Material provided below:
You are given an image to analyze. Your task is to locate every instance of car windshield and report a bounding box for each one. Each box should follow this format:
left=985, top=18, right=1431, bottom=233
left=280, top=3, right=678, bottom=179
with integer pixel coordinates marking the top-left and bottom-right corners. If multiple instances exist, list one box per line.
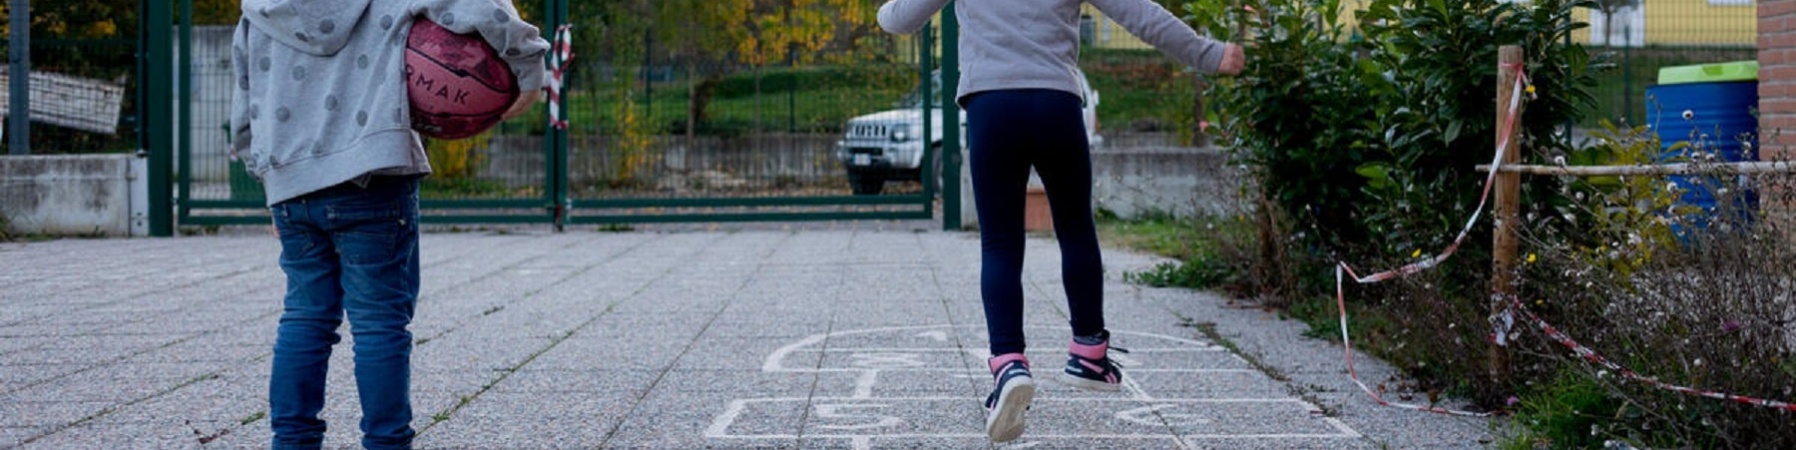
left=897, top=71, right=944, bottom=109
End of Material provided.
### Exercise
Only the lines from the one holding "with integer pixel" to the last line of the entries above should be printed, exactly as they appear and with no pictures.

### Answer section
with integer pixel coordinates marking the top-left and bottom-right corners. If multiple instances exist, list one box per line.
left=897, top=71, right=944, bottom=109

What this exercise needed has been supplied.